Please output exactly the lines that run from the line with "Please mark the magnifying" through the final line of the data, inclusive, and nothing more.

### DATA FOR THIS TASK:

——

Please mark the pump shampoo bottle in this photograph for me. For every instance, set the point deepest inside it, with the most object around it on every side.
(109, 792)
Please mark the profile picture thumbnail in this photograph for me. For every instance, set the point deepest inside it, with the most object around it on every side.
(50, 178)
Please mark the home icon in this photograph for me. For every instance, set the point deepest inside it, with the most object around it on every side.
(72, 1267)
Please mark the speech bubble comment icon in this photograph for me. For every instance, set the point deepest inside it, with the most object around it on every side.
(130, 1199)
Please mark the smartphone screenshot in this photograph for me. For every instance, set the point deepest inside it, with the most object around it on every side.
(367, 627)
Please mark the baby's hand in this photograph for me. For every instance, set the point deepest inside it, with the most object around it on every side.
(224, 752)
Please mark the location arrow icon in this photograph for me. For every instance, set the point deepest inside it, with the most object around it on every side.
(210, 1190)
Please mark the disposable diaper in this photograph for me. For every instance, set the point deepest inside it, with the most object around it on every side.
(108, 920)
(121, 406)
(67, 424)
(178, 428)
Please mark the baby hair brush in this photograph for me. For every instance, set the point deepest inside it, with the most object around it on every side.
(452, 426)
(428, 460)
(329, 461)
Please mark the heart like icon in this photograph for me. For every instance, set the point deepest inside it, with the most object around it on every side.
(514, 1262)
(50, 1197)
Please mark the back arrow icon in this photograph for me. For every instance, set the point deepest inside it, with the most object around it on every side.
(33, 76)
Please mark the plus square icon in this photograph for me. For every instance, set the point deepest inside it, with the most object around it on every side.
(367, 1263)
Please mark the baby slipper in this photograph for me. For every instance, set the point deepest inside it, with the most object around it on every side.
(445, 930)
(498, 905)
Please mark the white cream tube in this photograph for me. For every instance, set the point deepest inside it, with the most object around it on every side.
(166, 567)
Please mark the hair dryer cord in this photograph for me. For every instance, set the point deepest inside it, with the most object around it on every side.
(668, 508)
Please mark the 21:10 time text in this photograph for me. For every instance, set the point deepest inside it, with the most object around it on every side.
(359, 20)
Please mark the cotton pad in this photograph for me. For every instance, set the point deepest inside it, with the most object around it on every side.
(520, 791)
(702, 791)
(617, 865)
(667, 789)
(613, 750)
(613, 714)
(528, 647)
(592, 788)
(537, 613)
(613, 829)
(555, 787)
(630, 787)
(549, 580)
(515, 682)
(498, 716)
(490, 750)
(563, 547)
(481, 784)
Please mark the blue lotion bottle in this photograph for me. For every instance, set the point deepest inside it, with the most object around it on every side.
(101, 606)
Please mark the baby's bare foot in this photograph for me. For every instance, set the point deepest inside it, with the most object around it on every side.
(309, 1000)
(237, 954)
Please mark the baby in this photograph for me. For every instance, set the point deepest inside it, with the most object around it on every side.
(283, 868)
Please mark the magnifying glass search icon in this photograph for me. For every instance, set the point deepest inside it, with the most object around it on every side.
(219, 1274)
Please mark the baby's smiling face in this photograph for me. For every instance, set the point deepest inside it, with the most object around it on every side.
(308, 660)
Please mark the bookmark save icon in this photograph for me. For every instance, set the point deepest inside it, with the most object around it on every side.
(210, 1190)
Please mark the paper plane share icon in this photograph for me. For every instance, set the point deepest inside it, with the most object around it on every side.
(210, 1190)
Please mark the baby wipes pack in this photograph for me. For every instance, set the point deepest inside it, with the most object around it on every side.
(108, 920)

——

### SOLUTION:
Please mark the magnifying glass search icon in this photograph for me. For every instance, set the point deepest inside it, with the most object around it on every side.
(219, 1274)
Please mark the baby's smiling face in this photograph for me. For every instance, set the point deepest inside it, with the most object around it on every side.
(308, 660)
Please mark the bookmark save icon in this photograph for me. For every instance, set the point deepest inside it, with the most object around it on every side.
(210, 1190)
Please mark the paper plane share icon in this photograph for me. For every instance, set the point deepest inside it, with the most object around it on every side.
(210, 1190)
Please mark the baby wipes pack in this photograph for me. For every instance, set the point deepest inside it, with the most object around it on every side.
(108, 920)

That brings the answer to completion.